WRITTEN PROBLEM: Decide whether each statement below agrees with the exercise tips. Answer yes or no and quote the text's deciding words: 1. Technology such as a step counter is suggested for tracking progress. 2. For many people, keeping up with exercise depends mostly on what others expect of them. 3. Exercise should be tied to goals that carry emotional resonance.

9. Use a step counter or other technology to track your progress. As they say, you don’t get what you don’t measure. Turn it into a streak and see your motivation and commitment increase dramatically.

10. Find powerful motivation to drive your exercise. Connect exercise to a deeper why and your higher aspirations and life goals—ones that have emotional resonance for you. Example: “I stay healthy so I can be alive and energetic with my kids (or grandkids).” For many people, continuing with exercise depends largely on anticipated rewards. Do you exercise because you like the way you feel afterward? Or does it give you a sense of accomplishment? Do you like seeing people at the gym or out on your walk?

DATASET SECTION:
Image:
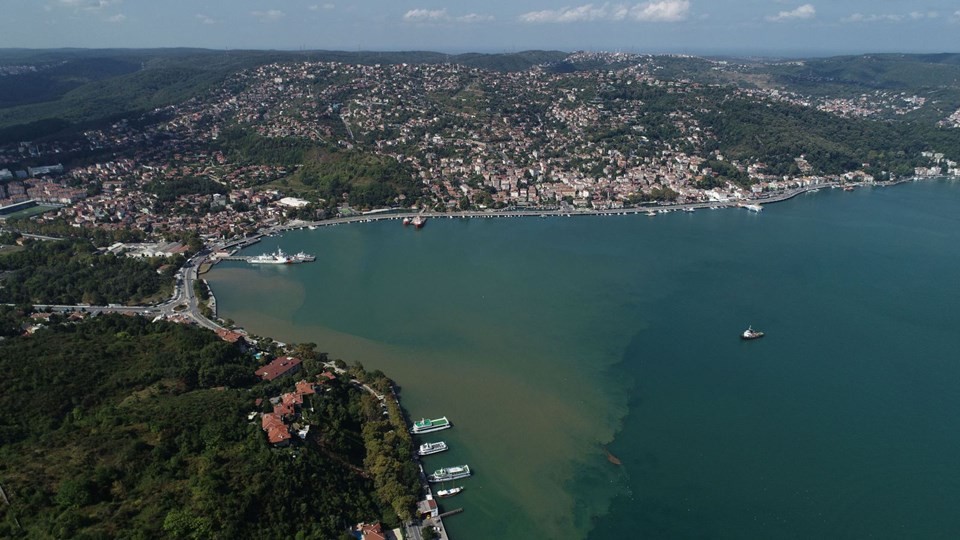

SOLUTION TO THE PROBLEM:
1. Yes: "Use a step counter or other technology to track your progress."
2. No: "For many people, continuing with exercise depends largely on anticipated rewards."
3. Yes: "Connect exercise to a deeper why and your higher aspirations and life goals—ones that have emotional resonance for you."